SHORT TASK:
Reproduce the line that contains "Looking for: stucco wall" and every line after it through the end of the records, exactly, with nothing added.

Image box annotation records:
-*-*-

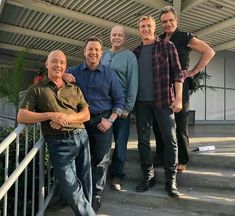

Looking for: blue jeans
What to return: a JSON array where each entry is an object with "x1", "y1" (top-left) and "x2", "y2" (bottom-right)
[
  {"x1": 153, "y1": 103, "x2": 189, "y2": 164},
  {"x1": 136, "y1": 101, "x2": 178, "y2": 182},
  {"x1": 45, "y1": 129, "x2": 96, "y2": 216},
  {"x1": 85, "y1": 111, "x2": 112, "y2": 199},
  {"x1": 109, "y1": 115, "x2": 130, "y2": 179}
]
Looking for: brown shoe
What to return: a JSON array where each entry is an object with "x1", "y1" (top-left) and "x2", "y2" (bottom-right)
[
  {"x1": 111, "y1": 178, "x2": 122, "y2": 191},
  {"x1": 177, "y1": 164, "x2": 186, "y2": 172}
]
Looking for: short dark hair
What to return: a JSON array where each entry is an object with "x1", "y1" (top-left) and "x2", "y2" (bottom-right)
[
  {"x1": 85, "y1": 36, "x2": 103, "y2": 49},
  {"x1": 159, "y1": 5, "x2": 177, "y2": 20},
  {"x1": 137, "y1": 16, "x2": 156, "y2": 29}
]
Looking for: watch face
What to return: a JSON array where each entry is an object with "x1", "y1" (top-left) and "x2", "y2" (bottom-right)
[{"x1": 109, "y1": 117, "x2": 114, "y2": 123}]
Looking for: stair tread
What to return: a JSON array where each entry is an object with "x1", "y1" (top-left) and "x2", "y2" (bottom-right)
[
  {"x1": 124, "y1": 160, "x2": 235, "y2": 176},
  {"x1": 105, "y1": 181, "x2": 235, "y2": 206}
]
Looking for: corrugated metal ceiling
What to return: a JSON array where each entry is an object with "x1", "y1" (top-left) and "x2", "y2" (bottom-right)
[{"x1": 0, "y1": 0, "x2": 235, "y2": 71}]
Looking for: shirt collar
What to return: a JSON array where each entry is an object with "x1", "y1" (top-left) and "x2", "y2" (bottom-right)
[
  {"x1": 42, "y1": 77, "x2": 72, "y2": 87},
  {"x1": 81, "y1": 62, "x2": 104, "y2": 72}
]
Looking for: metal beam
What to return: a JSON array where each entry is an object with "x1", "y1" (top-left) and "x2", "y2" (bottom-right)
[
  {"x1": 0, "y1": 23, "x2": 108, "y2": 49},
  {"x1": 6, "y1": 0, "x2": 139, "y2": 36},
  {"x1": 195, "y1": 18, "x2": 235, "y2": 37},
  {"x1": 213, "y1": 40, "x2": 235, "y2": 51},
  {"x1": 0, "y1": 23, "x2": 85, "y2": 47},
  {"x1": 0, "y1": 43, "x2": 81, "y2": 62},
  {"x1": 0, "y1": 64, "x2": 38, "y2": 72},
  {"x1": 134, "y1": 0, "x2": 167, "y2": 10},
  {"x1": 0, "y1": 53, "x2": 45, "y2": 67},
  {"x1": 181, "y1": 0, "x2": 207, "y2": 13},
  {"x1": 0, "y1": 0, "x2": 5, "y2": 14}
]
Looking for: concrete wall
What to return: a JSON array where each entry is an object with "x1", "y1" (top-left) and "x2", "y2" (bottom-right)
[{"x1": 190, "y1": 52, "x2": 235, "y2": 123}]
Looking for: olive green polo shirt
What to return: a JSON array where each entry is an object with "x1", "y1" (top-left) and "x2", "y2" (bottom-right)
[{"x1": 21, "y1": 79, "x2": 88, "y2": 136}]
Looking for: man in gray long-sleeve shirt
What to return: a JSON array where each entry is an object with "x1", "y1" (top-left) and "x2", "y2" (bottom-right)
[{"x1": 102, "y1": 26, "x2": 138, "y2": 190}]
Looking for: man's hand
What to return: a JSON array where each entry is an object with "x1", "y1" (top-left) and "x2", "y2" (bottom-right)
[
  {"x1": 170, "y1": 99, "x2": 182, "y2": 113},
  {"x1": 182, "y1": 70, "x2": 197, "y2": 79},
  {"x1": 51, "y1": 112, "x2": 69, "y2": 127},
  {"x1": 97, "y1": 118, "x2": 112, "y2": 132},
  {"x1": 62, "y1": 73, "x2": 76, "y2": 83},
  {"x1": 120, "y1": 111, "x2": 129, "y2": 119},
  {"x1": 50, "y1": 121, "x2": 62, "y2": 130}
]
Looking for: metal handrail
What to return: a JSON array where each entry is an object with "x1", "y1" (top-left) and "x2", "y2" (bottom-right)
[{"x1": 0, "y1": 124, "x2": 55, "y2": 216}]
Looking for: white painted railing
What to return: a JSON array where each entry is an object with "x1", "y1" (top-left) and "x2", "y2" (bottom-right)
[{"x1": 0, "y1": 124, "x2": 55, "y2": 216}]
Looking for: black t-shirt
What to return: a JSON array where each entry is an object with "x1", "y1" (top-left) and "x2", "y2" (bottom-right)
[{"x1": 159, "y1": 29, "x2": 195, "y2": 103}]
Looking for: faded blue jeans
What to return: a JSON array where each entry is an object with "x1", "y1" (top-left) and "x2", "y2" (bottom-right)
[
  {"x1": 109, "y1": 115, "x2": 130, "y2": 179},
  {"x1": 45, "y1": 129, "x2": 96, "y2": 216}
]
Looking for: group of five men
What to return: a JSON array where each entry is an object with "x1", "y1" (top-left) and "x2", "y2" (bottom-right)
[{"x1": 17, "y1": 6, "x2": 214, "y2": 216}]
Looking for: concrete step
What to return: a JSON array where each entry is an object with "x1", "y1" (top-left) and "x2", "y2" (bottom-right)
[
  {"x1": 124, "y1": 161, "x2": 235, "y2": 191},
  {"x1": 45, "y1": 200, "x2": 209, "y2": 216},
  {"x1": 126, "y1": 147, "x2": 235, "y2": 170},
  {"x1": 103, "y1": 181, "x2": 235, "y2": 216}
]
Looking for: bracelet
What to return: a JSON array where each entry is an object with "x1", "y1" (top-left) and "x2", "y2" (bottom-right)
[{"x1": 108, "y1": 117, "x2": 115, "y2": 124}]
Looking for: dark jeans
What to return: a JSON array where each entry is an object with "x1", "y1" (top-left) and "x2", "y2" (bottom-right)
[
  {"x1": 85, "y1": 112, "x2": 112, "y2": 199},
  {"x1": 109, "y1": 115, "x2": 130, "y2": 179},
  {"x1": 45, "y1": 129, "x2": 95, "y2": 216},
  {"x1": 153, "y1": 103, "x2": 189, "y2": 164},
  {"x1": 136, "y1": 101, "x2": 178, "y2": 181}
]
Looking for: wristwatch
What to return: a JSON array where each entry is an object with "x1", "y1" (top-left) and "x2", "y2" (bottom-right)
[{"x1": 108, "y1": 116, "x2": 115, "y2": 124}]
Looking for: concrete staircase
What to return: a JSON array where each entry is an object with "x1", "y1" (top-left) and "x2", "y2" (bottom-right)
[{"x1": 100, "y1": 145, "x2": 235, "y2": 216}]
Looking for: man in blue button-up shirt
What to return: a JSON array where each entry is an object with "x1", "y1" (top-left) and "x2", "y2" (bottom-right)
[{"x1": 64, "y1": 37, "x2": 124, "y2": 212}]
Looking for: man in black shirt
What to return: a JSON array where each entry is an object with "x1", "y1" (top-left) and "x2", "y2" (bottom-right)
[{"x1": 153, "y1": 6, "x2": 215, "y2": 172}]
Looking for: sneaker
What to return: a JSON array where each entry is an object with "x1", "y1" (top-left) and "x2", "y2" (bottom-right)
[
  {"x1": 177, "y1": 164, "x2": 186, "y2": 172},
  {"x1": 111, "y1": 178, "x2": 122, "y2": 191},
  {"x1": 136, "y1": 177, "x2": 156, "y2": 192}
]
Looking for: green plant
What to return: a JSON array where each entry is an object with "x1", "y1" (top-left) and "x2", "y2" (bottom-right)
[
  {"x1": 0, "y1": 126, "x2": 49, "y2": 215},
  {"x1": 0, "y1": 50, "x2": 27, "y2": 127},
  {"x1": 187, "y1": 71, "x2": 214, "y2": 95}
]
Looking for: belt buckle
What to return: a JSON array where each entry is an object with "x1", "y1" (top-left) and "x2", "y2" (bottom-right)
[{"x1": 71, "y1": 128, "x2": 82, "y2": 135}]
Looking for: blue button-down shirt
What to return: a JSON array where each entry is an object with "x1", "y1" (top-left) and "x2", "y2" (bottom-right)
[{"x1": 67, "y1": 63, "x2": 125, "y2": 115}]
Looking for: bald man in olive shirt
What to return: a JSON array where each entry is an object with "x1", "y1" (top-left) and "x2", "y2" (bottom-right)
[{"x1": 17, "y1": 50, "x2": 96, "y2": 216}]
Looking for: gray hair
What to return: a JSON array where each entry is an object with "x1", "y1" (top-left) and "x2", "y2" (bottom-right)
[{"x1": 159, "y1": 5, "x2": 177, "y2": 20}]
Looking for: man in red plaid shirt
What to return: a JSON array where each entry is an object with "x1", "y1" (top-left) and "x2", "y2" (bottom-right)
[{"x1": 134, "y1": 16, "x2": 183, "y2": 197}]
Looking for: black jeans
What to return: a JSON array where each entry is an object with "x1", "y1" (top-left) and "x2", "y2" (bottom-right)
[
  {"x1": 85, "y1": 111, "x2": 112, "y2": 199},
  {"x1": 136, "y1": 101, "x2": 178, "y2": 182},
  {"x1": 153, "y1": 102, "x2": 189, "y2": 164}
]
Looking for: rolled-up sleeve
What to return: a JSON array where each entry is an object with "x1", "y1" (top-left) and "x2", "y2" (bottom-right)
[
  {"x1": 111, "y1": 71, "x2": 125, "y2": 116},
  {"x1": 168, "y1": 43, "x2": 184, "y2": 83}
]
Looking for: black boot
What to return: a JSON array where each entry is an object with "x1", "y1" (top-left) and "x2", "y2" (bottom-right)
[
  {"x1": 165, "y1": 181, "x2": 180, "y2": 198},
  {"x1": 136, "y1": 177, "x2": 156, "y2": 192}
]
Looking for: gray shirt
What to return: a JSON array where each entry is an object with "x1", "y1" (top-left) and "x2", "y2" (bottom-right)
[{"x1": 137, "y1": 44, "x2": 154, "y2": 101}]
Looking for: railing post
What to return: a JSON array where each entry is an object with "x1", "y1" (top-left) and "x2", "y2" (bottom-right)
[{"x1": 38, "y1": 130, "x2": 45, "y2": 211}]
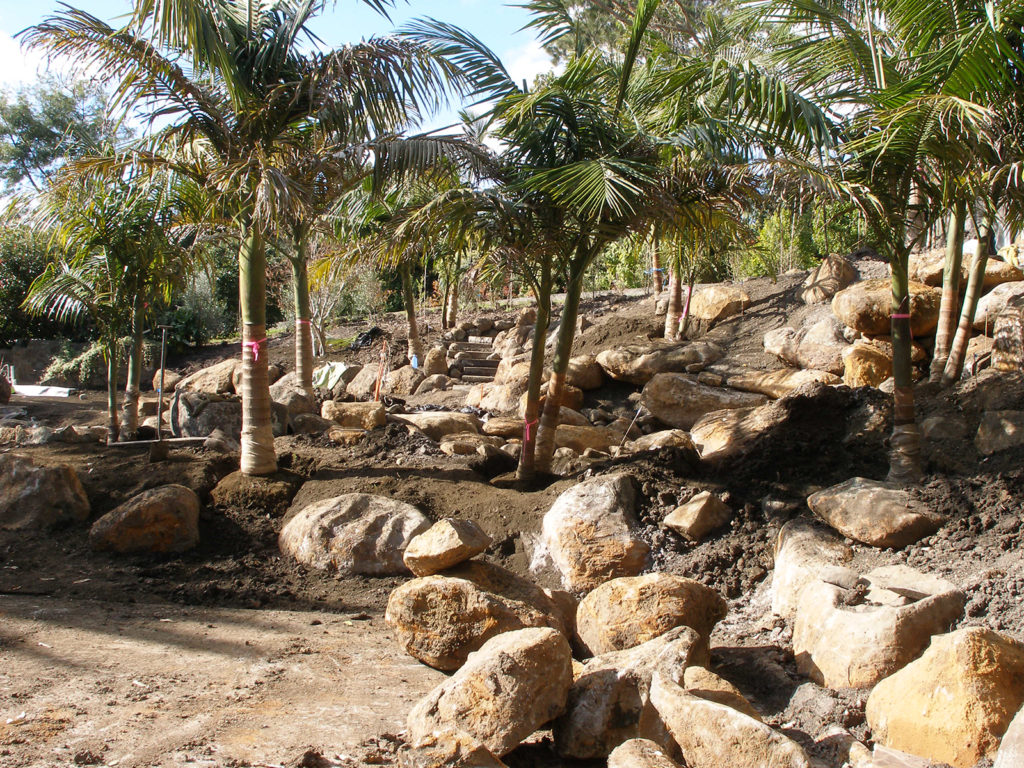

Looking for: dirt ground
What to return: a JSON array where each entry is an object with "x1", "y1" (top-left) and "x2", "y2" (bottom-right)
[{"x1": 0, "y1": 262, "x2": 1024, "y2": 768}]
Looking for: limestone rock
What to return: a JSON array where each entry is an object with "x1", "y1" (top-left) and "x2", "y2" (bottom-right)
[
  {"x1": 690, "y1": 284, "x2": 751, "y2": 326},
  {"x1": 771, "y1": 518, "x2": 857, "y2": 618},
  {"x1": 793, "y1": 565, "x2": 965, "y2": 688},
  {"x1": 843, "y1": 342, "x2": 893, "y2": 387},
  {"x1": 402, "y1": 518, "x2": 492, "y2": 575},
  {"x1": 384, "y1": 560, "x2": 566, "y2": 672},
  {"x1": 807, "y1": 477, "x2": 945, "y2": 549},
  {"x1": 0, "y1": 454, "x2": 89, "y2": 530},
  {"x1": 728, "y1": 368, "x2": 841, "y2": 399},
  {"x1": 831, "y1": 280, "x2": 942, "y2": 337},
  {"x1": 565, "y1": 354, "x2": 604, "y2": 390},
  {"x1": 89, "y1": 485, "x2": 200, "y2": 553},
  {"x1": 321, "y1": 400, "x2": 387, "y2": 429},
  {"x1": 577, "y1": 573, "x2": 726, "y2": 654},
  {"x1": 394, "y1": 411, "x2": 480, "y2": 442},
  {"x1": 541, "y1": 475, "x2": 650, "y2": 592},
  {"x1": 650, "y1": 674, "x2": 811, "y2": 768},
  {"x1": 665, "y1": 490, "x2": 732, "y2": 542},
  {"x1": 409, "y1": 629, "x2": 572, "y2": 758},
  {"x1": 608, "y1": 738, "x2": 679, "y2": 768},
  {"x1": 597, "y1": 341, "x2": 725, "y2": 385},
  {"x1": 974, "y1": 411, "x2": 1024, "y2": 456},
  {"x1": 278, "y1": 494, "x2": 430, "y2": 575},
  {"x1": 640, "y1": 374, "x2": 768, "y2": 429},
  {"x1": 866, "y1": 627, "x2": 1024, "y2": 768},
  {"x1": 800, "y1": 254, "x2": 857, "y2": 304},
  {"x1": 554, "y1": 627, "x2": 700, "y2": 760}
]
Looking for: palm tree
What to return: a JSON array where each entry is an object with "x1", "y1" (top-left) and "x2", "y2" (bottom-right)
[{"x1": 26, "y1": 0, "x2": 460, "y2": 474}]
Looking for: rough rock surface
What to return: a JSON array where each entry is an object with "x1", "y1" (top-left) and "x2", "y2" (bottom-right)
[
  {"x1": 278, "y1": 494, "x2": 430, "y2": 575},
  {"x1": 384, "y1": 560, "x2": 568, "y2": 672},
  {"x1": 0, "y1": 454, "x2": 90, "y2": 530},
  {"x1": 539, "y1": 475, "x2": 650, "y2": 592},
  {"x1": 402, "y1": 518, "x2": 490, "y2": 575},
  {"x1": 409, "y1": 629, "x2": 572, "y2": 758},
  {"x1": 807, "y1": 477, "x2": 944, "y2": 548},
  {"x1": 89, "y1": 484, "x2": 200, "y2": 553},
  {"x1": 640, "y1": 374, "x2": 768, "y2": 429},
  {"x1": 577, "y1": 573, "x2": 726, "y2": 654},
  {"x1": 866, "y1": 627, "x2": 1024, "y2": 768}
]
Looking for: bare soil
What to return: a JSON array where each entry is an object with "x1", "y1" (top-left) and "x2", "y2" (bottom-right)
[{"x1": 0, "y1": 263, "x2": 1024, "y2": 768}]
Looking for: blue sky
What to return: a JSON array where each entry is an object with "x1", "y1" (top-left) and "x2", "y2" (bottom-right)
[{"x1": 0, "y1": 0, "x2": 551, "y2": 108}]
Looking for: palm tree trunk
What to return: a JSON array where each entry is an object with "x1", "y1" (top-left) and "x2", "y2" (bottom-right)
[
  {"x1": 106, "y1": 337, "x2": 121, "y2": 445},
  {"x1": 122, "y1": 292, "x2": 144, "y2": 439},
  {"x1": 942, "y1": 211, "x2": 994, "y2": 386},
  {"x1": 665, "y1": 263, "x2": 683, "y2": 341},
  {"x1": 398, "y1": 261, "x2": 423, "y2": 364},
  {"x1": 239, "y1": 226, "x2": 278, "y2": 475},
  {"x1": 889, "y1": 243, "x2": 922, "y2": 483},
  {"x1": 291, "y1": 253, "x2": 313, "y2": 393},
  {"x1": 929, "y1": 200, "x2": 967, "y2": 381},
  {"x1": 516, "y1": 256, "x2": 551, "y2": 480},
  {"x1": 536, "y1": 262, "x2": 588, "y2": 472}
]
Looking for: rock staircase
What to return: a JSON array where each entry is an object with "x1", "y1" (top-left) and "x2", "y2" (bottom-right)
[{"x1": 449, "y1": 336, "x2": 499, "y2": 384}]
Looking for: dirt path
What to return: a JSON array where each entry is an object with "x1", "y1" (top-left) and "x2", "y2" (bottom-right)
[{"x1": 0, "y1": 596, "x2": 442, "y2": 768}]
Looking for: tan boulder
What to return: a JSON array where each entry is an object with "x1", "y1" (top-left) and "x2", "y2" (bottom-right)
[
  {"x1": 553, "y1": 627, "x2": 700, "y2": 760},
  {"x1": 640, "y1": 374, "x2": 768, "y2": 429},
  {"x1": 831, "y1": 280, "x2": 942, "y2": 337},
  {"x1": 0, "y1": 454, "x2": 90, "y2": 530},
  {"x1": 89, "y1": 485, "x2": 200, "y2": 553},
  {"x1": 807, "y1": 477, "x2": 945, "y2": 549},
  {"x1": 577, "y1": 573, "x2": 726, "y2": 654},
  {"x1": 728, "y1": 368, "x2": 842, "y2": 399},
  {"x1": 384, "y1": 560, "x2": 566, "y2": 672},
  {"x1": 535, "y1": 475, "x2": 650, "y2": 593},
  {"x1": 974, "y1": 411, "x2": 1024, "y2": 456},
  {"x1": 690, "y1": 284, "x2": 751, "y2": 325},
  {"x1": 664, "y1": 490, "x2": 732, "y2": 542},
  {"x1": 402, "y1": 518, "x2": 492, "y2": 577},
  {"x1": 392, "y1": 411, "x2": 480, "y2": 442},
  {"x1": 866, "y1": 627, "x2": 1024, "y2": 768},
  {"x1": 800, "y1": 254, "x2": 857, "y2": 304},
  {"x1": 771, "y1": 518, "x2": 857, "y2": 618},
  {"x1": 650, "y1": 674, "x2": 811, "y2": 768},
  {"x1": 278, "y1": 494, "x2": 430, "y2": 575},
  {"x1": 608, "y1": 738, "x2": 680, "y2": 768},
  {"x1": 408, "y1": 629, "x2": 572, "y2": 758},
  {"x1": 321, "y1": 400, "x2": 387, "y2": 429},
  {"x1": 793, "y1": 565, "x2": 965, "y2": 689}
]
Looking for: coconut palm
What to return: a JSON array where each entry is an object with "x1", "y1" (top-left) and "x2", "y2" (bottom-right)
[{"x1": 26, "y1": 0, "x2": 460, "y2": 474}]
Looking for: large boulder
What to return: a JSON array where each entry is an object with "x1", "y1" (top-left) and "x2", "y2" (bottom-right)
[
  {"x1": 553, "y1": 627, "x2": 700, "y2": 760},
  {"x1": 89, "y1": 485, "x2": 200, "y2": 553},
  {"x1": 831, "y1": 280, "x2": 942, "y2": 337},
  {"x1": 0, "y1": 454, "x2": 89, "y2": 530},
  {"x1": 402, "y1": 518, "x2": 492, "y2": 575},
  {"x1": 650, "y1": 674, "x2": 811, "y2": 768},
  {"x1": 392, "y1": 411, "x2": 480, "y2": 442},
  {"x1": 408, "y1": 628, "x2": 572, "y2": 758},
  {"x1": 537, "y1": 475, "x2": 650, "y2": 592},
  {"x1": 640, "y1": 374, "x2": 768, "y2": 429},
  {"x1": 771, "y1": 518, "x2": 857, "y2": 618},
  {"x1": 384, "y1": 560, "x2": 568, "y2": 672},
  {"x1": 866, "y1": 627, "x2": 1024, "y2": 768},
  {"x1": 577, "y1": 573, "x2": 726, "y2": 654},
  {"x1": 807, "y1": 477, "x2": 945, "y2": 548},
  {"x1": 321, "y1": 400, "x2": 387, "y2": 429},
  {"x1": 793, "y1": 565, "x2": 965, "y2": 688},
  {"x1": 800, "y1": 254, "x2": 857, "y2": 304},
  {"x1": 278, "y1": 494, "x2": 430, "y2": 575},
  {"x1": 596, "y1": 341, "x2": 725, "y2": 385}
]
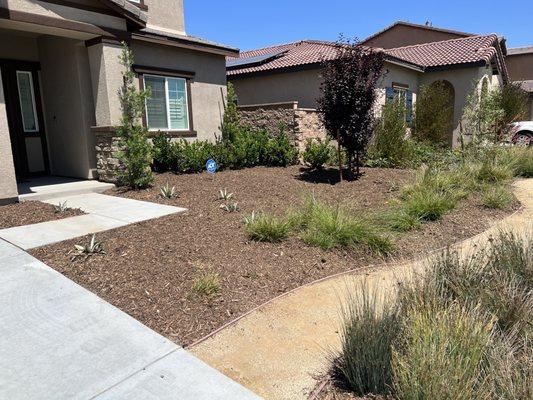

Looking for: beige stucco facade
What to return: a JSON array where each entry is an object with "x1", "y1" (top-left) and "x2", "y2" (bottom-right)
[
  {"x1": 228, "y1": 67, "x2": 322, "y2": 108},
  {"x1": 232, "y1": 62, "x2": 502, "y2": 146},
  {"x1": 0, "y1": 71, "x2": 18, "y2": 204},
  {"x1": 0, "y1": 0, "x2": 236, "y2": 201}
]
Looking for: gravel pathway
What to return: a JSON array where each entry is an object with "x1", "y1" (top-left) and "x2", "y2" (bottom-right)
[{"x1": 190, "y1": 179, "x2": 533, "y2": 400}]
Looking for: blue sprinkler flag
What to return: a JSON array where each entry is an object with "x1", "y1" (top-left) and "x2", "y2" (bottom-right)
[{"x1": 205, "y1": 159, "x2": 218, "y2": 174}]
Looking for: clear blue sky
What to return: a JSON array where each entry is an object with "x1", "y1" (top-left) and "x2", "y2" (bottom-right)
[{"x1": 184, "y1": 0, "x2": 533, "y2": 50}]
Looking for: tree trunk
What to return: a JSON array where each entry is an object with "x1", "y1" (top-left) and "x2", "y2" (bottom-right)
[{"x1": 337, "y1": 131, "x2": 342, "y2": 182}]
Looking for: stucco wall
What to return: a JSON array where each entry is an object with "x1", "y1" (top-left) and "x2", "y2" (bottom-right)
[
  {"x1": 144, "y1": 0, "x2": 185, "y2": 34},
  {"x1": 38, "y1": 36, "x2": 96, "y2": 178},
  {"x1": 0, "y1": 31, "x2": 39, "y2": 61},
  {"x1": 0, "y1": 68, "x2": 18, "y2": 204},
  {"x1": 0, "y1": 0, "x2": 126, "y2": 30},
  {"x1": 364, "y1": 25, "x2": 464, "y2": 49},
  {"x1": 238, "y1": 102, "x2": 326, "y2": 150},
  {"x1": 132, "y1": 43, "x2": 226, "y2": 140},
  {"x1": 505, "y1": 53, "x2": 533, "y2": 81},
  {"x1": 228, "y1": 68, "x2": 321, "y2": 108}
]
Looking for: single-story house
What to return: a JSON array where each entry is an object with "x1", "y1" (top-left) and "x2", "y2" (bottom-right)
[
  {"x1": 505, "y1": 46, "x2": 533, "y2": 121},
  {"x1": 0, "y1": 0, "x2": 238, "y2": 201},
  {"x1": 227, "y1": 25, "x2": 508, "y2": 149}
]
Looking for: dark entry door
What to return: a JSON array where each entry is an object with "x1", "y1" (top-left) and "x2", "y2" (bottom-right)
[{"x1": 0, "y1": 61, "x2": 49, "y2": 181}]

-*-*-

EXPECTED OUTPUT:
Looking for: stucco wall
What to return: a JSON array where each entry is an object with "x1", "y1" (top-left) and "x2", "y2" (bottom-right)
[
  {"x1": 144, "y1": 0, "x2": 185, "y2": 34},
  {"x1": 38, "y1": 36, "x2": 96, "y2": 178},
  {"x1": 0, "y1": 31, "x2": 39, "y2": 61},
  {"x1": 0, "y1": 68, "x2": 18, "y2": 204},
  {"x1": 0, "y1": 0, "x2": 126, "y2": 30},
  {"x1": 364, "y1": 25, "x2": 464, "y2": 49},
  {"x1": 238, "y1": 102, "x2": 326, "y2": 150},
  {"x1": 132, "y1": 43, "x2": 226, "y2": 140},
  {"x1": 505, "y1": 53, "x2": 533, "y2": 81},
  {"x1": 228, "y1": 68, "x2": 321, "y2": 108}
]
Looking for: single-story house
What to return: a JSON array where each entry is an object with "x1", "y1" (top-left) and "x2", "y2" (bottom-right)
[
  {"x1": 505, "y1": 46, "x2": 533, "y2": 121},
  {"x1": 0, "y1": 0, "x2": 238, "y2": 201},
  {"x1": 227, "y1": 25, "x2": 508, "y2": 149}
]
Looking for: dark entry door
What to return: a JSON array where each entry is an object with "x1", "y1" (top-left) and "x2", "y2" (bottom-right)
[{"x1": 0, "y1": 61, "x2": 49, "y2": 181}]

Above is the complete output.